▸ **Given request**: Please rewrite the rows below, changing every "vertical stabilizer" to "tail fin" and leaving everything else unchanged.

— START Supplied information —

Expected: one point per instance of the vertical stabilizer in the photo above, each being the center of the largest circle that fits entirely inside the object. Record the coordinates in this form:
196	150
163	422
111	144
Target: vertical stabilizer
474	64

— END Supplied information —

▸ **Expected answer**:
Expected: one point per instance of the tail fin in the photo above, each being the center of the largest circle that fits entirely inside the object. Record the coordinates in this form:
196	150
163	422
111	144
Target: tail fin
474	64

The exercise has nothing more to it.